How to complete this task
In your copy of the data, keep every word exact and include no pictures.

Material to process
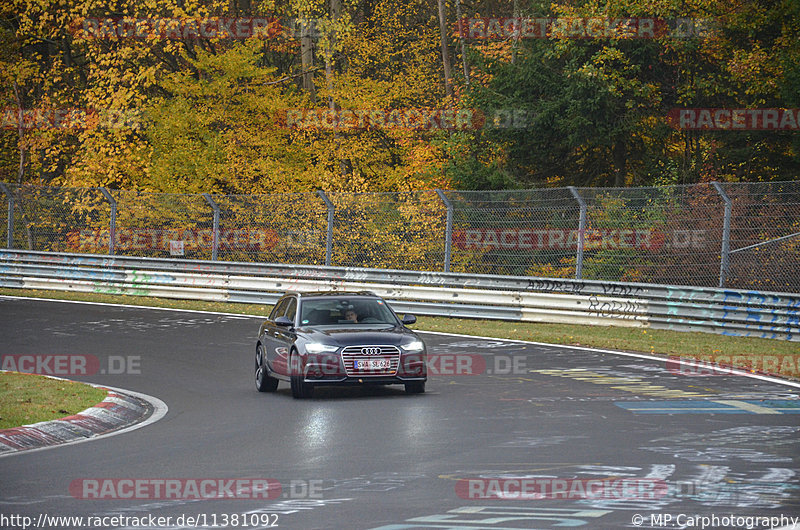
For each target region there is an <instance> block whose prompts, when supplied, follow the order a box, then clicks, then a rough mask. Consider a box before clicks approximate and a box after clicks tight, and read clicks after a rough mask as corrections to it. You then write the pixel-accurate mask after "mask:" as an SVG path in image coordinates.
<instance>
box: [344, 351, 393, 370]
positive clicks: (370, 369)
mask: <svg viewBox="0 0 800 530" xmlns="http://www.w3.org/2000/svg"><path fill="white" fill-rule="evenodd" d="M385 360H388V361H389V363H388V366H383V367H379V368H375V367H373V368H369V367H361V366H358V367H357V366H356V362H358V363H361V362H362V361H366V362H369V361H385ZM342 362H343V363H344V369H345V371H346V372H347V375H348V376H380V375H395V374H397V368H398V366H399V365H400V349H399V348H397V347H396V346H347V347H346V348H345V349H344V350H342ZM381 364H385V363H381Z"/></svg>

Output of the exercise
For each target region there is an <instance> block whose prompts, when supplied, follow the order a box, then clicks, then a rough mask. Consider a box before clicks approximate and a box after clicks tight, and read clicks after a rough mask as corrections to it. You then write the pixel-accurate mask after "mask:" as an SVG path in image coordinates.
<instance>
box: [344, 351, 393, 370]
positive clicks: (370, 369)
mask: <svg viewBox="0 0 800 530" xmlns="http://www.w3.org/2000/svg"><path fill="white" fill-rule="evenodd" d="M385 360H388V361H389V363H388V366H383V367H379V368H375V367H373V368H369V367H361V366H358V367H357V366H356V362H358V363H361V362H362V361H366V362H369V361H385ZM342 362H343V363H344V369H345V371H346V372H347V375H348V376H380V375H395V374H397V368H398V366H399V365H400V349H399V348H397V347H396V346H347V347H346V348H345V349H344V350H342ZM381 364H385V363H381Z"/></svg>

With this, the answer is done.